◆ **Instructions for the task**: Write each line exactly as it stands, from the line containing "Category: dark red beet cube" through the end of the data.

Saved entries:
((
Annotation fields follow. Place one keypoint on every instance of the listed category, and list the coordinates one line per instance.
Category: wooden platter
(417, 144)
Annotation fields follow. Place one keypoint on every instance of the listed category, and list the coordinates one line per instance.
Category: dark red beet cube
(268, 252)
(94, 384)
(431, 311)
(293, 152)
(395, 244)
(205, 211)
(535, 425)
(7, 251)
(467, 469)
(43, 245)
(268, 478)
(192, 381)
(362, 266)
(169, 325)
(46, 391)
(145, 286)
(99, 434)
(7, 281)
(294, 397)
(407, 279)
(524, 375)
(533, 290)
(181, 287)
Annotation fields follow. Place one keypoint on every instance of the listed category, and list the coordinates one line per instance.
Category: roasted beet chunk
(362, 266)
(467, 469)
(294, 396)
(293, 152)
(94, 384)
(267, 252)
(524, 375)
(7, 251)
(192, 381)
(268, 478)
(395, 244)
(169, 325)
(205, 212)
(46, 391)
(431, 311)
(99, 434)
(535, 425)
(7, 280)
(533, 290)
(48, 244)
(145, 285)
))
◆ **Finished exercise**:
Category: dark red beet cube
(268, 252)
(94, 384)
(431, 311)
(293, 152)
(395, 244)
(205, 211)
(535, 425)
(7, 251)
(467, 469)
(43, 245)
(268, 478)
(192, 381)
(362, 266)
(169, 325)
(46, 391)
(145, 286)
(99, 434)
(7, 281)
(294, 397)
(407, 279)
(524, 375)
(533, 290)
(181, 287)
Annotation fields follow. Place one keypoint on every instance of the listed category, and list the coordinates one line per instance.
Category: roasted beet chunk
(362, 266)
(467, 469)
(294, 396)
(293, 152)
(94, 384)
(267, 252)
(524, 375)
(7, 251)
(192, 381)
(268, 478)
(395, 244)
(169, 325)
(205, 212)
(46, 391)
(431, 311)
(99, 434)
(535, 425)
(7, 280)
(533, 290)
(48, 244)
(145, 285)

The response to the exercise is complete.